Work to do
Please repeat the lines below word for word, from the line that contains "Could you please locate the truck mirror" through the final line, including both.

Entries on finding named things
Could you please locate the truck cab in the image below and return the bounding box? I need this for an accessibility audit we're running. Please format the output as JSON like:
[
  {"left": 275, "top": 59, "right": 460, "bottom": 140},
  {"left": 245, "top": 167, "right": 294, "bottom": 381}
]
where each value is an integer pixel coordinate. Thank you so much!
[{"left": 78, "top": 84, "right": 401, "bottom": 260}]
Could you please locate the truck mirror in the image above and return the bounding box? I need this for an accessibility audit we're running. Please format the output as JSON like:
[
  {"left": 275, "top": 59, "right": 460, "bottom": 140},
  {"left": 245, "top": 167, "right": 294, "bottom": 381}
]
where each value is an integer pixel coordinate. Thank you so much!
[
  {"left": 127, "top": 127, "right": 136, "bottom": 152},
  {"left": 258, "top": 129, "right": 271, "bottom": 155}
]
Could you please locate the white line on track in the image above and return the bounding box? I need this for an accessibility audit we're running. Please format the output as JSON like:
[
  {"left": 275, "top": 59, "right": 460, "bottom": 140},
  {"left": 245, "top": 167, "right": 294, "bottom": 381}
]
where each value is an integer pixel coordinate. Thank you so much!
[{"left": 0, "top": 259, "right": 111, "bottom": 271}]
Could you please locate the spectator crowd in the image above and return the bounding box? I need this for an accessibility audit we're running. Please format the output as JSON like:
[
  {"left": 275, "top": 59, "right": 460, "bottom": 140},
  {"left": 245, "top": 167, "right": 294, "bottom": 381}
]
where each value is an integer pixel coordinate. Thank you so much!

Expected answer
Could you please locate the truck mirror in the image above and return the bounding box? I need this for an accessibility audit we're running. Please format the output as JSON like:
[
  {"left": 275, "top": 59, "right": 460, "bottom": 140},
  {"left": 245, "top": 167, "right": 294, "bottom": 381}
]
where each value is an integer pixel coordinate. Thank you so much!
[
  {"left": 127, "top": 127, "right": 136, "bottom": 152},
  {"left": 258, "top": 129, "right": 271, "bottom": 155}
]
Could you please locate the white line on track in the image above and return the bounding box? I need this for an accessibility audit we're running. Please format the output as JSON like:
[
  {"left": 275, "top": 59, "right": 460, "bottom": 140},
  {"left": 245, "top": 167, "right": 294, "bottom": 381}
]
where each value is an integer pixel coordinate. Thank you so much!
[{"left": 0, "top": 259, "right": 111, "bottom": 271}]
Could you please locate the spectator crowd in the image above and return the bounding box? I need this for an accessibility audit we're running. Please format the output as JSON like:
[
  {"left": 275, "top": 59, "right": 460, "bottom": 140},
  {"left": 245, "top": 167, "right": 294, "bottom": 381}
]
where each value is an integer pixel coordinate. Thank you so much!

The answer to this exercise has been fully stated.